### Text section
====
Dual plasmepsin IX and X inhibitors are refractory to development of resistance

Artemisinin-based combination therapies (ACTs) remain the cornerstone of malaria treatment, but emerging resistance threatens their efficacy. The potential for the development of drug resistance against plasmepsin X (PMX)-selective inhibitors and dual plasmepsin IX/X (PMIX/X) inhibitors was investigated in Plasmodium falciparum. A series of PMX-selective (WM4, WM76, WM92) and PMIX/X dual inhibitors (WM382, WM09, WM42) were characterised for potency against parasite growth and enzyme inhibition. In vitro selection experiments showed that all compounds had a high barrier to resistance, although parasites with reduced sensitivity to PMX-selective inhibitors could still be selected. Resistance mechanisms involved pmx gene amplification and point mutations (D245N, S315P, S359P, I363L) that alter inhibitor binding. Recombinant expression and Michaelis-Menten kinetics demonstrated that these mutations impair drug binding whilst preserving PMX catalytic function. Reverse genetics confirmed that introducing these mutations into the pmx gene resulted in decreased potency of the inhibitors. In this study, resistance to the PMIX/X dual inhibitors evaluated here could not be selected, despite prolonged selection pressure. Antimalarial Resistome Barcoding (AReBar) assays confirmed the absence of pre-existing resistance to either inhibitor class. Critically, PMIX/X dual inhibitors maintained efficacy against parasites with decreased sensitivity to PMX-selective compounds. These findings demonstrate that dual PMIX/X inhibitors present a substantially higher barrier to resistance than PMX-selective inhibitors, informing antimalarial drug development strategies and highlighting dual-target inhibition as a promising approach to mitigate resistance risks.
====
(Data entries)
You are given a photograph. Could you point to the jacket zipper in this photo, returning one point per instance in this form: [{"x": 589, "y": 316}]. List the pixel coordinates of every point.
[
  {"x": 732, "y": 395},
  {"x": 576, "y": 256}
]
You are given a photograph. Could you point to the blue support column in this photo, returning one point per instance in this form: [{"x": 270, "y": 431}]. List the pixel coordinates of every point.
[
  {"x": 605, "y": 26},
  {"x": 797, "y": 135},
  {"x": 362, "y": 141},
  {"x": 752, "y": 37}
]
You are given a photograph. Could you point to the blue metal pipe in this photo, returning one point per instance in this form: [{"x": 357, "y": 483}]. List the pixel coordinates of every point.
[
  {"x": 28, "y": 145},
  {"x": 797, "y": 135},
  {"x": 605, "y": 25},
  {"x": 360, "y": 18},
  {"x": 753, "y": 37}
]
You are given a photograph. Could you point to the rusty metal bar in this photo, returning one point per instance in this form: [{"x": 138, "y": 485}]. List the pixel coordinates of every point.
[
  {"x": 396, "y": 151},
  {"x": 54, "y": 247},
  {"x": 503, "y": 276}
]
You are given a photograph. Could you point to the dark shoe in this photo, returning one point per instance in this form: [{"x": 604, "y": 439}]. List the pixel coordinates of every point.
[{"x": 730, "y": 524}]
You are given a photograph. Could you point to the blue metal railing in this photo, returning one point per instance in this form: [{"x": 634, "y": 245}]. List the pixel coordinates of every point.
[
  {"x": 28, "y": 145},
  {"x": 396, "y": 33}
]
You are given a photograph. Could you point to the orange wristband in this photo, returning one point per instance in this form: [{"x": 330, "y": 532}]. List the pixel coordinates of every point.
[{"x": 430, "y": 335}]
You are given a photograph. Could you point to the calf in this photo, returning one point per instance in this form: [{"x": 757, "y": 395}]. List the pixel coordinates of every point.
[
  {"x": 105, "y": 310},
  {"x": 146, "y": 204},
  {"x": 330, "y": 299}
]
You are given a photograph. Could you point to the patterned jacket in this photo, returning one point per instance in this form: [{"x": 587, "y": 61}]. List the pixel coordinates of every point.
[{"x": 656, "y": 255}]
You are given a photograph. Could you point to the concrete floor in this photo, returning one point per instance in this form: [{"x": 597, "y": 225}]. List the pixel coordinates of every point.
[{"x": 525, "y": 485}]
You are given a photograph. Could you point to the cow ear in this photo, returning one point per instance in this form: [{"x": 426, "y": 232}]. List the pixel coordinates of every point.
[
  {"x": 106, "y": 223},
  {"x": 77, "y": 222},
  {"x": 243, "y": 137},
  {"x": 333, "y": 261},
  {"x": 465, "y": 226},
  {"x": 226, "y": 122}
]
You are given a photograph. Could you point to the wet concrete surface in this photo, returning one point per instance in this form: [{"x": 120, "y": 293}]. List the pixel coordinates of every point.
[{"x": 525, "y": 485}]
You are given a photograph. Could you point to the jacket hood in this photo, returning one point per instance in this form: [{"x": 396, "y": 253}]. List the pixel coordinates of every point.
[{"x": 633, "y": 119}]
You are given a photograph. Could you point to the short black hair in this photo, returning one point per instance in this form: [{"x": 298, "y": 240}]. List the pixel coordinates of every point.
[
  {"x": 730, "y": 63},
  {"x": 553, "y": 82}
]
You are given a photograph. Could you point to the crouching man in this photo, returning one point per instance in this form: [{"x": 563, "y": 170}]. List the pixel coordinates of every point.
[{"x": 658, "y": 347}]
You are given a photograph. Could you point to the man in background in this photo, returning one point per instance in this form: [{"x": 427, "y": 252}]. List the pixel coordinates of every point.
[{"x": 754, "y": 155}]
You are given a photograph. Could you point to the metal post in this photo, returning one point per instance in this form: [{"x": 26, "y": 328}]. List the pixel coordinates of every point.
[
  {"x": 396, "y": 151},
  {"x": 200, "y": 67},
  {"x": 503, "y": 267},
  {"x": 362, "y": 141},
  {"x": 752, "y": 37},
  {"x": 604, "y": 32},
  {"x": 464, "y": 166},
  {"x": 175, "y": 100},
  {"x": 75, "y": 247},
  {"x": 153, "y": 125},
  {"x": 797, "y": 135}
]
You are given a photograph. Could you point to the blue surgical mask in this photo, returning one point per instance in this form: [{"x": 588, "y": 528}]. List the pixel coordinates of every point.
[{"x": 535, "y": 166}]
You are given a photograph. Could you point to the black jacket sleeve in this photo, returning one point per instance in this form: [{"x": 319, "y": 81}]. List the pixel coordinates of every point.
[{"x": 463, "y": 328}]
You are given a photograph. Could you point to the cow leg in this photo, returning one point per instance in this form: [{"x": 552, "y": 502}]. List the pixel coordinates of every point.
====
Answer these questions from the text on plasmepsin inhibitors:
1. Which compounds does it name as PMIX/X dual inhibitors?
2. Which point mutations does it list among the resistance mechanisms?
3. Which assays confirmed the absence of pre-existing resistance to either inhibitor class?
The listing has no connection to the text on plasmepsin inhibitors.

### Answer to the problem
1. WM382, WM09 and WM42.
2. D245N, S315P, S359P and I363L.
3. Antimalarial Resistome Barcoding (AReBar) assays.